DO THIS - Can you copy out the listing below with every "sample body" swapped for "example payload" and nothing else changed?

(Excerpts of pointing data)
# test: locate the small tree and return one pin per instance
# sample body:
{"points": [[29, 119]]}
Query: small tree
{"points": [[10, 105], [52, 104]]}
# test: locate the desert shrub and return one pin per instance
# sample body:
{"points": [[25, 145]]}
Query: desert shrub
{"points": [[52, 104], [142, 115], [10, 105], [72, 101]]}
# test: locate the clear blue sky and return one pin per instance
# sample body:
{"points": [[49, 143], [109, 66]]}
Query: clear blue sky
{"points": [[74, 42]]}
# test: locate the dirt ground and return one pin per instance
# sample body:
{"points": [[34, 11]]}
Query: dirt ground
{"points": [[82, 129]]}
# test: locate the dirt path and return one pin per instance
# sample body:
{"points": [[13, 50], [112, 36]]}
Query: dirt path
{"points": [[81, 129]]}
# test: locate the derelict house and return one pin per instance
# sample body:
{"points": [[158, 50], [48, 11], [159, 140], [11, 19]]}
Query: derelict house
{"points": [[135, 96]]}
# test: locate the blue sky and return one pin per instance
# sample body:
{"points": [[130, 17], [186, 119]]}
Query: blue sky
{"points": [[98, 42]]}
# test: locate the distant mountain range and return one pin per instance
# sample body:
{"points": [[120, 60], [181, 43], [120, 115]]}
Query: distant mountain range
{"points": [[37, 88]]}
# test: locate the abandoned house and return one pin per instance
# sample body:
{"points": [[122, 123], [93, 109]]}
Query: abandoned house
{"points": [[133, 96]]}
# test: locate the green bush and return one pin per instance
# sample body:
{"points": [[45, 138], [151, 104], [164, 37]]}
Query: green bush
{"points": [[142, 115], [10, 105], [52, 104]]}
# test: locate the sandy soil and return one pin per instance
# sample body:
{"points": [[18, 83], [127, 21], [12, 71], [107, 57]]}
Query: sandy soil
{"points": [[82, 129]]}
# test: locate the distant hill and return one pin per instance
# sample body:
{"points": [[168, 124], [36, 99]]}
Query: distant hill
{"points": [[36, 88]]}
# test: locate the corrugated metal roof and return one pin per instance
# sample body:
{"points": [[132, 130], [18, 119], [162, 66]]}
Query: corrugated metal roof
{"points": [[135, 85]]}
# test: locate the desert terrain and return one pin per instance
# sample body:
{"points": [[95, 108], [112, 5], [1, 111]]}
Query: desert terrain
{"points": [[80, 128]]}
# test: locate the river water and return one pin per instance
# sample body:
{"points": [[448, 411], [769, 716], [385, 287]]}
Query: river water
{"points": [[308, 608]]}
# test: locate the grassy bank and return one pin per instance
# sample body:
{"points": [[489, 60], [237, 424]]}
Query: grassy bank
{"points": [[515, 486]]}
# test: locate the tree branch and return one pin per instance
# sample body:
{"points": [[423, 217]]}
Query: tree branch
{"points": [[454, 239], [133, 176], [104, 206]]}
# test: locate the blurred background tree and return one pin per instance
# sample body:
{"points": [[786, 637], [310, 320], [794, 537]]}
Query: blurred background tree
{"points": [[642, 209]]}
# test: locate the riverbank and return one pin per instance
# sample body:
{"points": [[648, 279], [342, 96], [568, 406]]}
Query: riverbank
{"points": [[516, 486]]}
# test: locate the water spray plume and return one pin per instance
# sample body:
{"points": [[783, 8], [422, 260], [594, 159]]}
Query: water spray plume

ANSWER TO THIS PROBLEM -
# test: locate the small tree and return one pin per instance
# example payload:
{"points": [[29, 119]]}
Query: small tree
{"points": [[10, 105], [52, 104]]}
# test: locate the desert shrub and return one pin per instance
# example payload:
{"points": [[25, 145]]}
Query: desert shrub
{"points": [[52, 104], [142, 115], [10, 105], [72, 101]]}
# test: locate the clear blue sky and return one pin per instance
# example payload:
{"points": [[49, 143], [109, 66]]}
Query: clear blue sky
{"points": [[74, 42]]}
# test: locate the dirt ground and return one pin per instance
# example payload:
{"points": [[34, 11]]}
Query: dirt ground
{"points": [[82, 129]]}
# test: locate the dirt path and return one pin per instance
# example payload:
{"points": [[13, 50], [112, 36]]}
Query: dirt path
{"points": [[81, 129]]}
# test: locate the derelict house and return one pin per instance
# example payload:
{"points": [[158, 50], [48, 11], [159, 140], [11, 19]]}
Query: derelict house
{"points": [[135, 96]]}
# test: locate the blue sky and return one pin per instance
# example payload:
{"points": [[130, 17], [186, 119]]}
Query: blue sky
{"points": [[98, 42]]}
# test: locate the distant mountain range and return one pin per instance
# example payload:
{"points": [[120, 60], [181, 43], [120, 115]]}
Query: distant mountain range
{"points": [[37, 88]]}
# test: locate the abandoned house and return one pin per instance
# example payload:
{"points": [[122, 123], [93, 109]]}
Query: abandoned house
{"points": [[133, 96]]}
# test: locate the green bush and return one pin per instance
# example payload:
{"points": [[45, 138], [151, 104], [164, 37]]}
Query: green bush
{"points": [[142, 115], [10, 105], [52, 104]]}
# test: locate the sandy soil and return one pin per instance
# example payload:
{"points": [[18, 83], [127, 21], [12, 71], [107, 57]]}
Query: sandy soil
{"points": [[82, 129]]}
# test: locate the distant hill and return one pin per instance
# example payload:
{"points": [[168, 124], [36, 99]]}
Query: distant hill
{"points": [[36, 88]]}
# test: locate the corrugated metal roof and return one pin per instance
# example payload:
{"points": [[132, 130], [18, 119], [162, 66]]}
Query: corrugated metal roof
{"points": [[135, 85]]}
# test: locate the desert terrain and return one pin per instance
# example payload:
{"points": [[95, 108], [112, 5], [1, 111]]}
Query: desert terrain
{"points": [[80, 128]]}
# test: locate the river water and return one pin per instance
# example payload:
{"points": [[448, 411], [769, 716], [385, 287]]}
Query: river water
{"points": [[308, 608]]}
# test: locate the grassy bank and return one pin per instance
# example payload:
{"points": [[489, 60], [237, 424]]}
Query: grassy bank
{"points": [[515, 486]]}
# test: locate the tree branch and return one pin per instance
# example payload:
{"points": [[423, 217]]}
Query: tree branch
{"points": [[454, 239], [133, 176], [104, 206]]}
# test: locate the blurred background tree and return one pin per instance
# example payload:
{"points": [[786, 637], [310, 320], [794, 537]]}
Query: blurred background tree
{"points": [[642, 209]]}
# test: locate the riverbank and return one pin per instance
# example payload:
{"points": [[648, 279], [342, 96], [568, 406]]}
Query: riverbank
{"points": [[516, 486]]}
# test: locate the water spray plume and return one pin per instance
# example payload:
{"points": [[783, 8], [422, 260], [594, 159]]}
Query: water spray plume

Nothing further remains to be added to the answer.